━━━━━ KUTIPAN DOKUMEN
Bagi sebagian orang, argumen Khalid Basalamah dan propagandis-propagandis seperti dia, dianggap tepat atau sah-sah saja. Apalagi disampaikan seorang bergelar ustadz, plus doktor. Sementara, kalau awam sudah ‘terbawa’ tidak mudah bagi kita untuk meluruskannya.

Kita bisa saksinya, dengan penampilan jenggot dan celana cingkrang, layaknya pasukan pengawal sunnah, bahkan sebagian ditandai dengan jidat menghitam, ini mudah menghipnotis orang.

Apalagi yang disoroti adalah sesuatu yang tidak ada dalilnya dalam Alquran dan tidak ada haditsnya. Ini jelas memiliki beberapa kemungkinan: Bisa bid’ah dlalalah, masuk neraka,dan  bisa juga keyakinan leluhur yang tetap dianut atau sesuatu yang menyalahi norma agama.

Benarkah Dia?

Bagi kaum muslimin yang benar-benar berpegang teguh pada metode istinbath hukum sesuai manhaj salaf, yang mata rantai sanad keilmuannya bersambung hingga Rosulullah, tidaklah demikian.

Dalil itu apa? Dalil adalah payung hukum dalam kehidupan sehari-hari yang bersumber dari Alquran dan sunnah Rosul. Hukum taklifi sendiri ada lima (wajib, sunat, haram, makruh dan mubah).

Nah! Apakah dalil mesti berbentuk ayat hukum (ayatul ahkam) atau ayat yang redaksinya berbicara tentang hukum? Jelas TIDAK.
━━━━━━━━━━
• _TUGAS WAJIB_:
(a) Menurut kutipan dokumen, apa saja hukum taklifi?
(b) Ulangi tanpa perubahan bagian kutipan dokumen di antara "Apalagi yang disoroti" dan "Benarkah Dia?", termasuk kedua batas itu.
(c) Tolong lanjutkan kutipan dokumen tentang dalil dan hukum taklifi, mulai setelah kalimat terakhirnya.
━━━━━ CUPLIKAN DATA
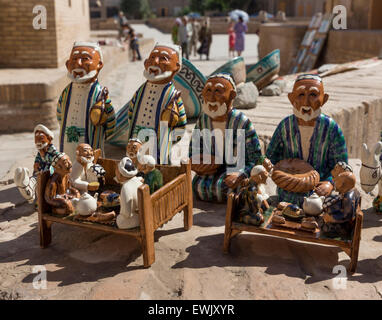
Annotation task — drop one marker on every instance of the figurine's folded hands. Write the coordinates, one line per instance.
━━━━━━━━━━
• _HASIL YANG DIHARAPKAN_:
(a) Wajib, sunat, haram, makruh, dan mubah.

(b)
Apalagi yang disoroti adalah sesuatu yang tidak ada dalilnya dalam Alquran dan tidak ada haditsnya. Ini jelas memiliki beberapa kemungkinan: Bisa bid’ah dlalalah, masuk neraka,dan  bisa juga keyakinan leluhur yang tetap dianut atau sesuatu yang menyalahi norma agama.

Benarkah Dia?

(c)
Alquran yang terdiri dari 30 juz dengan 6000 lebih ayat, memiliki ayat hukum dengan jumlah sangat terbatas. Ibn Arabi menyatakan bahwa ayat hukum sekitar 800 ayat. Al-Ghazaly menuturkan hanya kisaran 500 ayat. Sedangkan bagi as-Shan’ani hanya sekitar 200-an ayat. Bahkan Ibnul al-Qayyim menegaskan lebih kurang 150 ayat saja.

Kalau kita ambil yang terbanyak, 800 ayat, padahal ayat Alquran lebih dari 6000, lantas mau dikemanakan 5000 ayat Alquran itu. Apakah sudah tidak berlaku? Sudah tidak relevan? Atau hanya hiasan pelengkap? Tentu, TIDAK.

Semua ayat Alquran itu petunjuk (hudan) bagi kita. Berlakunya tanpa periode waktu. Tapi berlaku untuk siapa pun dan sampai kapan pun atau sampai hari kiamat. Likulli zaman wal makan. Semua ayat yang jumlahnya 6000 lebih itu adalah petunjuk, pedoman dan mengandung aspek hukum.

Hanya saja kalau kita mau bikin klasifikasi, maka, ada ayat yang qoth’ie-dlilalah yaitu aspek hukum dan obyek hukumnya secara jelas terdapat dalam redaksi ayat. Itulah yang jumlahnya sangat terbatas di atas.

Tapi justru sebagian besar ayat Alquran 5000 lebih dari 6000 lebih ayat Alquran bersifat dzanni dlilalah. Artinya untuk bisa menyimpulkan hukum dari ayat tersebut perlu upaya istinbath, penggalian, kajian, analisa.

Untuk tujuan tersebut dibutuhkan belasan disiplin keilmuan (tidak cukup nahwu, shorrof, dan terjemahan kamus bahasa Arab). Agar apa? Agar kita  bisa menggalinya, menangkap pesan moralnya, merumuskan aspek hukumnya.

Makanya tidak semua orang kompeten untuk itu, sekalipun punya  sederet gelar ustadz dan doktor. Tapi tidak sedikit kyai-kyai yang waro’i, mengabdi untuk umat di pesantren kampung dan jauh dari gemerlap gelar, justru kompeten dengan  belasan disiplin ilmu yang dibutuhkan dalam beristinbath (menggali) hukum dalam ayat dzanni dlilalah tadi.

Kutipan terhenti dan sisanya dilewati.